Görev tanımı – Arkeolojik yüzey araştırmasını anlatan metinde "Arkeolojik bir çalışmanın" sözleriyle başlayıp "uygulanabilen bir yöntemdir." sözlerine kadar süren bölümü hiçbir şeyi değiştirmeden yeniden yazın.

Verilen alıntı –
---

Arkeolojik bir çalışmanın aşamaları şöyledir:
1. YÜZEY ARAŞTIRMASI:
Arama bir arkeoloğun işidir. Yeraltında bulunan eski kültür kalıntılarını çıkarmada titiz bir çalışma yapmak gerekir. Arkeolojik Yerleşmelerin bulunması, belgelenmesi ve bunların herhangi bir kazı işlemine başvurulmadan bilimsel yöntemlerle incelenmesi, toprak üstündeki kalıntılarının elde edilip yorumlanmasına ” yüzey araştırması ” denir. Henüz bilinmeyen arkeolojik yerler, açık arazide yürüyerek ya da araba ile dolaşılarak bulunur. Amaçlı olarak yapılan bu araştırma, arkeolojik yüzey araştırmasının gerekli bir bölümüdür ve çalışmanın ilk basamağını oluşturur. Toprak üstü arama-yüzey araştırması- çeşitli merkezler üzerinde uygulanabilen bir yöntemdir.
Yüzey araştırması tek arkeolog tarafından yapılabileceği gibi bir ekip tarafından da yapılabilir. Yüzey araştırması da tıpkı arkeolojik kazıda olduğu gibi Kültür ve Turizm Bakanlığı, Kültür ve Tabiat Varlıklarını Koruma Genel Müdürlüğü’nün izni ile yapılır. Araştırmayı yapan kişi veya ekip araştırma sonucu raporunu Kültür ve Turizm Bakanlığı, Kültür ve Tabiat Varlıklarını Koruma Genel Müdürlüğü’ne sunar.
YÜZEY ARAŞTIRMASI NERELERDE YAPILIR?

---

Veriler –
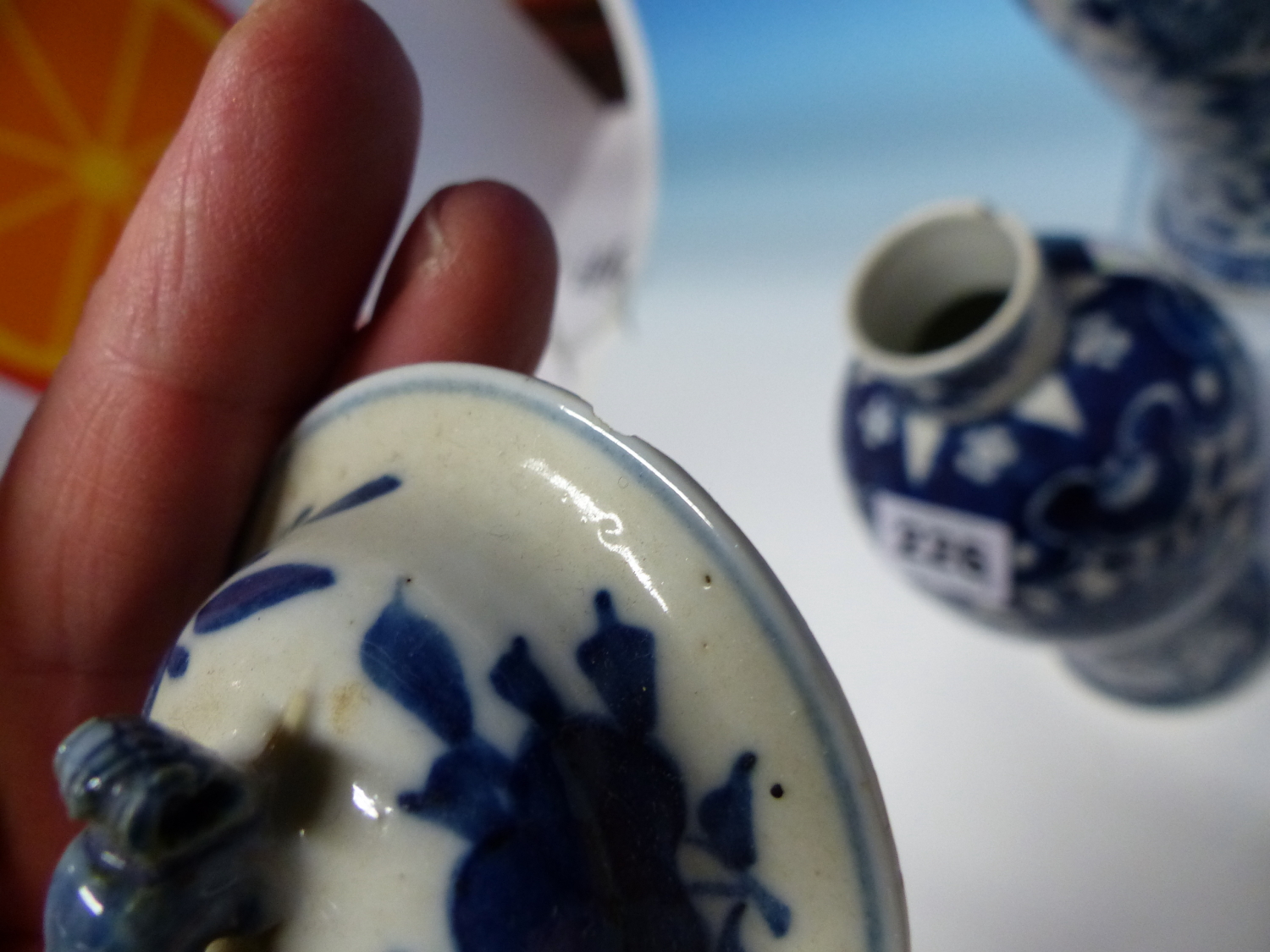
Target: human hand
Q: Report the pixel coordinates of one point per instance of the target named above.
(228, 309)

---

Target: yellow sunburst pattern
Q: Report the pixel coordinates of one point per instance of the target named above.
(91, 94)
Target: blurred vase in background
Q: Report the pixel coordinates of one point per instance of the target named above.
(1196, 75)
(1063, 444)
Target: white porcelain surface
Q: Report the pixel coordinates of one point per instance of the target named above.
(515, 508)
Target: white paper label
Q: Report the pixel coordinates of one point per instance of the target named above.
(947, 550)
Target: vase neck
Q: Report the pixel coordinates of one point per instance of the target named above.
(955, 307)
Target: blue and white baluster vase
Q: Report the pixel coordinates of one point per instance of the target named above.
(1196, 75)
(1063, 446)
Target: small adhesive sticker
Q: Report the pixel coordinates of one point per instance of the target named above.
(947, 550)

---

Doğru sonuç –
Arkeolojik bir çalışmanın aşamaları şöyledir:
1. YÜZEY ARAŞTIRMASI:
Arama bir arkeoloğun işidir. Yeraltında bulunan eski kültür kalıntılarını çıkarmada titiz bir çalışma yapmak gerekir. Arkeolojik Yerleşmelerin bulunması, belgelenmesi ve bunların herhangi bir kazı işlemine başvurulmadan bilimsel yöntemlerle incelenmesi, toprak üstündeki kalıntılarının elde edilip yorumlanmasına ” yüzey araştırması ” denir. Henüz bilinmeyen arkeolojik yerler, açık arazide yürüyerek ya da araba ile dolaşılarak bulunur. Amaçlı olarak yapılan bu araştırma, arkeolojik yüzey araştırmasının gerekli bir bölümüdür ve çalışmanın ilk basamağını oluşturur. Toprak üstü arama-yüzey araştırması- çeşitli merkezler üzerinde uygulanabilen bir yöntemdir.